Records:

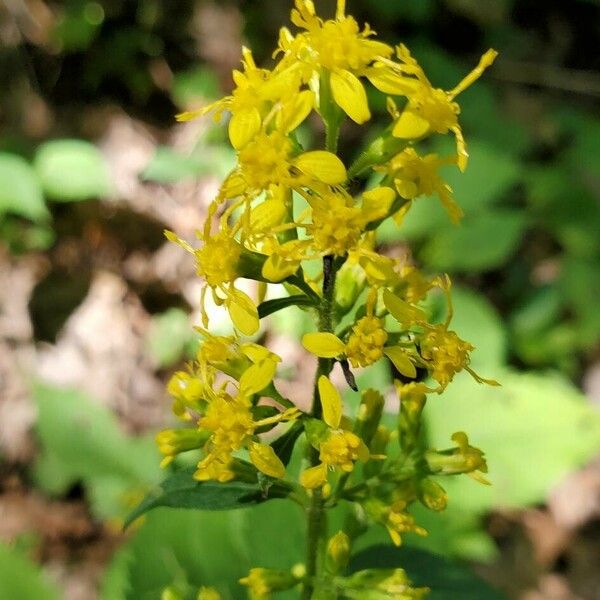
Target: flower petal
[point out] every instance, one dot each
(401, 361)
(331, 402)
(410, 126)
(243, 313)
(322, 165)
(314, 477)
(349, 94)
(243, 126)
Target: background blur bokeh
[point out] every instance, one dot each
(96, 308)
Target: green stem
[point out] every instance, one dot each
(316, 512)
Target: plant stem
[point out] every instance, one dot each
(315, 512)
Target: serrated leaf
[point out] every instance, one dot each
(445, 579)
(22, 579)
(72, 170)
(478, 322)
(81, 441)
(208, 548)
(479, 244)
(534, 430)
(20, 189)
(181, 490)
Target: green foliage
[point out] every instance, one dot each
(81, 441)
(195, 548)
(181, 490)
(445, 579)
(20, 189)
(72, 170)
(22, 579)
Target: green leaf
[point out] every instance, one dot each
(268, 307)
(22, 579)
(20, 189)
(481, 243)
(81, 441)
(181, 490)
(534, 430)
(72, 170)
(478, 322)
(445, 579)
(211, 548)
(168, 337)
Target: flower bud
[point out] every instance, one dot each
(262, 582)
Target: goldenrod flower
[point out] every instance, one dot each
(429, 109)
(415, 176)
(339, 449)
(256, 94)
(464, 458)
(335, 47)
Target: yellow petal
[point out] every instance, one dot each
(331, 402)
(268, 214)
(257, 377)
(377, 202)
(314, 477)
(388, 82)
(325, 345)
(243, 126)
(263, 457)
(410, 126)
(402, 311)
(349, 94)
(295, 111)
(243, 313)
(484, 62)
(322, 165)
(276, 269)
(401, 361)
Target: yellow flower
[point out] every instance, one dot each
(268, 160)
(445, 353)
(172, 442)
(187, 392)
(339, 449)
(338, 222)
(428, 109)
(337, 47)
(415, 176)
(257, 92)
(217, 262)
(464, 458)
(365, 344)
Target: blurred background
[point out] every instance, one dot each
(96, 308)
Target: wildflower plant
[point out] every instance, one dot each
(282, 206)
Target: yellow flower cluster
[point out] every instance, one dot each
(284, 205)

◆ **Work instructions**
Copy word for word every line of the data from the one containing "Target: yellow petal" down to the final line, and nothing else.

◆ **Written solution**
Target: yellow petal
[point out] every instance, one dot each
(331, 402)
(268, 214)
(257, 377)
(377, 202)
(314, 477)
(388, 82)
(325, 345)
(243, 126)
(263, 457)
(410, 126)
(402, 311)
(349, 94)
(295, 111)
(243, 313)
(484, 62)
(322, 165)
(276, 269)
(401, 361)
Target: yellow flower
[point out] every instance, one dot each
(268, 160)
(445, 353)
(172, 442)
(187, 392)
(339, 449)
(338, 222)
(428, 109)
(337, 47)
(415, 176)
(257, 92)
(217, 262)
(464, 458)
(365, 344)
Target: blurred background
[point out] every instance, one dot each
(96, 308)
Target: wildflower plant
[point out] every instance, one dot each
(282, 206)
Target: yellow flower cluster
[point out] every instance, one dot each
(284, 205)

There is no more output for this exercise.